SOURCE DOCUMENT =>
^^^^^^^^^^^^^^^^
Improvising marketing in real-time with social media
- Global and Strategic Marketing Research Centre
This blog post first appeared on the American Marketing Association website. The article it is based on is published in the Journal of Marketing.
Conventional wisdom suggests that a firm’s marketing message is best pre-planned well ahead, organized, and kept one hundred percent under control by the firm. The potential advantages of such an approach are well understood. However, this strategy can also lead to a brand being seen as distant from its target audience and failing to capture the Zeitgeist (the trends, feelings, and ideas typical of the time).
A new study in the Journal of Marketing analyses improvised marketing interventions (IMIs) that firms can create to generate virality and firm value. For example, when Tesla debuted its Cybertruck in November 2019, the company’s top designer unintentionally shattered the truck’s window. In quick response, Lego tweeted a picture of a Lego truck with a text that said, “The evolution of the truck is here. Guaranteed shatterproof” with an emoji displaying a grimace. This tweet led to about 28,500 retweets for Lego.
Instead of aiming for hundred percent corporate control, our research team urges marketing managers to carefully consider not only what they say, but, importantly, how and when they say it using social media. Lego’s response elucidates this point. Lego’s response to Tesla’s misfortune demonstrates that firms can generate viral tweets if they are created with humor and generate surprise or with humor and are timely. Via this tweet, Lego created greater brand awareness, was seen as being au courant on trends, and generated free media coverage because it will likely be included in the ongoing conversation about the event.
Typically, in-house marketing teams lack the responsiveness and latitude to use the opportunity presented by a current event to tie their brand message to the event for maximum impact. We highlight this hidden opportunity for managers to spot trends and utilize those trends to seed social media campaigns, which can become viral.
Numerous brands have yet to discover the potential of this marketing method. We encourage firms to empower marketing teams to be given the freedom to keep a close eye on trends and spontaneous chatter and to quickly formulate witty messages in response to these events. Because people employed in marketing departments will not have advance knowledge of some of these events, they need to be empowered to react spontaneously to unanticipated opportunities. We acknowledge that this flexibility may necessitate relinquishing some level of control over the message at times and it is possible that a marketing team may hit the ‘send’ button too quickly. Thus, it is important that firms find the right employees to execute IMI. For example, their sense of humor and timing should be on point and not offend the public or humiliate another company.
^^^^^^^^^^^^^^^^
EXTRACTED MATERIAL =>
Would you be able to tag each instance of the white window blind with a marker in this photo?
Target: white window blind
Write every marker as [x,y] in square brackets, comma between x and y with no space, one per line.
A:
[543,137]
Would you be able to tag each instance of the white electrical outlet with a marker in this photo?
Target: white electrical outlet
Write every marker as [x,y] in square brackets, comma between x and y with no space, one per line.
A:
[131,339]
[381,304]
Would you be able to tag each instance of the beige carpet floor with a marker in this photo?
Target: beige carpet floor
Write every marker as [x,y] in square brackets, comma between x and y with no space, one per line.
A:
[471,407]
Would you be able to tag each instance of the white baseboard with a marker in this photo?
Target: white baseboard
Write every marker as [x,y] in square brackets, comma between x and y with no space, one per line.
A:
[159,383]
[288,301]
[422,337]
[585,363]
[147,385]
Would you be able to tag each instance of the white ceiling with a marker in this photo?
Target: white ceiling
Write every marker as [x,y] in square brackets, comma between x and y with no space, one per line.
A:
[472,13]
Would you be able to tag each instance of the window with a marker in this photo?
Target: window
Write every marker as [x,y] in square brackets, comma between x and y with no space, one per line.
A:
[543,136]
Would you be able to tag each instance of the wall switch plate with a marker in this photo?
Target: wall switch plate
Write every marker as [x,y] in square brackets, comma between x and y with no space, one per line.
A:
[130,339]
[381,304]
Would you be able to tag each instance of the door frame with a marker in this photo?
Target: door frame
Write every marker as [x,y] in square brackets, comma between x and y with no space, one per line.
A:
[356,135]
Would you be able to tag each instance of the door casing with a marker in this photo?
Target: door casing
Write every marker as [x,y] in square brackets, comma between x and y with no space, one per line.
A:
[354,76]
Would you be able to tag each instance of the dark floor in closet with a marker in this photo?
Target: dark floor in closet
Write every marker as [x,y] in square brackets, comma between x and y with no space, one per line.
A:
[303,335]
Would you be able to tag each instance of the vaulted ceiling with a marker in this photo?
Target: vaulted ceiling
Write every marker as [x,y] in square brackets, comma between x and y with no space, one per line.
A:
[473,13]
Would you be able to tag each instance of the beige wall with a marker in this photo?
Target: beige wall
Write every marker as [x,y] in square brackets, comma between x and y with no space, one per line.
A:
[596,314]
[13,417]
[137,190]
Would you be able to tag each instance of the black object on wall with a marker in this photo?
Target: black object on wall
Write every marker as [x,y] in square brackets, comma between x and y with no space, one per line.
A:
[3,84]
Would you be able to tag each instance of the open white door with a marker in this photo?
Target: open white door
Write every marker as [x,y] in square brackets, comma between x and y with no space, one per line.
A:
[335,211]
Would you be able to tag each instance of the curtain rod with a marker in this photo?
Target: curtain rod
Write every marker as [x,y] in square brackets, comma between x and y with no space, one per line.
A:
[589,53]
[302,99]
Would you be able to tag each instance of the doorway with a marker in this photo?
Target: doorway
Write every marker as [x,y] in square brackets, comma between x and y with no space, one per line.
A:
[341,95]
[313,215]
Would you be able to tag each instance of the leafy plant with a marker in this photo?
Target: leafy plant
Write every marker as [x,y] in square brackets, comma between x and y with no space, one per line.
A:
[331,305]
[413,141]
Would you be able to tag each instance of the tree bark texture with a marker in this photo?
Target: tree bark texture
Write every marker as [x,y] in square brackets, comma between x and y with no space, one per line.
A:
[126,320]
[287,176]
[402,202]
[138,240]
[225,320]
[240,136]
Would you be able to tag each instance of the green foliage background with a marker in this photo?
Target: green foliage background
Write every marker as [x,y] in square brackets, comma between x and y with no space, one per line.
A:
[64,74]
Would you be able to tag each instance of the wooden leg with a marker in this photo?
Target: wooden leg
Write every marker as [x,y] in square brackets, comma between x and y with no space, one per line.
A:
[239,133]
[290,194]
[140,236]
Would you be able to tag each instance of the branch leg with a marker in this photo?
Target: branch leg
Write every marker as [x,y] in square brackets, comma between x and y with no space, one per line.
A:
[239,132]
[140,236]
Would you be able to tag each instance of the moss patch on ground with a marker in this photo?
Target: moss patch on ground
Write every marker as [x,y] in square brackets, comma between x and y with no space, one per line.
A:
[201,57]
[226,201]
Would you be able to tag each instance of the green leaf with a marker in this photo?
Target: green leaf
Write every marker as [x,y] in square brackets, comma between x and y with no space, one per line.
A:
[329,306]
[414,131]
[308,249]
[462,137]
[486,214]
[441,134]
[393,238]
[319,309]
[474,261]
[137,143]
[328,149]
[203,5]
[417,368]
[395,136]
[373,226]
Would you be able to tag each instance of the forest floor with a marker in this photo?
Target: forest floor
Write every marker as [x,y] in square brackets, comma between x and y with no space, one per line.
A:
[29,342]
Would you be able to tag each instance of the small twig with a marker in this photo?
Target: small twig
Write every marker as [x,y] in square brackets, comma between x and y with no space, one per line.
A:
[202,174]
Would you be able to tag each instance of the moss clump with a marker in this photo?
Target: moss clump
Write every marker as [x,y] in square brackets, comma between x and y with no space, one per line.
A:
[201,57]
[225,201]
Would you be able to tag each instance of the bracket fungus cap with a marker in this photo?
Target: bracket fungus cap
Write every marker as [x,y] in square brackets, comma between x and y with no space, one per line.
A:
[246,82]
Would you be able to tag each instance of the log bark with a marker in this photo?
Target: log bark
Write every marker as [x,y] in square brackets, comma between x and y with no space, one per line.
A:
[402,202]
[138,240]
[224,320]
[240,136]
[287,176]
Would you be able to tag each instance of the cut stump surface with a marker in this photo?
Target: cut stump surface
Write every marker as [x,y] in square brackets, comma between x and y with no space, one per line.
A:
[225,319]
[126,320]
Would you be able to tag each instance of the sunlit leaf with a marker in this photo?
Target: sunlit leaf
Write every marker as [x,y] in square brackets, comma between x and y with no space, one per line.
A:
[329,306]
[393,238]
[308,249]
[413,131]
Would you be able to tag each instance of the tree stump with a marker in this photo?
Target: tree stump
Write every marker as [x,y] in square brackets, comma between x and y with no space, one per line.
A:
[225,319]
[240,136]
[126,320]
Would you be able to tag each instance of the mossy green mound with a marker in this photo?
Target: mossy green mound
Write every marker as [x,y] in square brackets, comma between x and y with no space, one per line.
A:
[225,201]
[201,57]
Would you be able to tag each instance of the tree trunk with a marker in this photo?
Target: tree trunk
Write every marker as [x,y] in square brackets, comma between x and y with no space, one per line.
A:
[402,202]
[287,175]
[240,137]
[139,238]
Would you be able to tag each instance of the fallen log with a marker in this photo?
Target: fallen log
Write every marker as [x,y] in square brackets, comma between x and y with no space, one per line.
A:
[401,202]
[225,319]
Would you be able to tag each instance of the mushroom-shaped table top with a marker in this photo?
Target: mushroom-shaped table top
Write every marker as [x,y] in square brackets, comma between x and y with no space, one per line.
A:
^^^^^^^^^^^^^^^^
EXERCISE BRIEF => Resume the article on improvised social media marketing after its last sentence. None of the material is needed for this.

OUTPUT OF THE EXERCISE =>
Nightmarish examples abound of consumer backlash against a brand’s own social media posts when a company’s brand reputation is fragile. However, given the right employees who are empowered to act, IMIs—social media actions composed and executed in real-time proximal to current events—have the potential to enhance brand awareness. They also cost a fraction of the advertising expenses for sponsoring events like the Olympics or World Cup. Furthermore, we show the extent to which the characteristics of IMI affect not only perceptual metrics like virality, but also the objective metrics of a firm’s stock returns—a metric of immense interest to a firm’s managers and shareholders.
Social media platforms such as Twitter constitute a significant source of additional, novel information for investors. Still, managers often believe that the only time they can influence stock market investors is when the firm releases its quarterly or monthly sales reports. Our findings show that managers need not wait for quarterly or monthly sales reports to have an impact on investors. We argue that IMIs can provide investors with instantaneous, critical information or live diagnostics about the firm’s marketing performance. Firms are encouraged to make use of IMI messages by using humor paired with timeliness and humor paired with surprise because these messages can influence investor behavior and subsequently the stock market.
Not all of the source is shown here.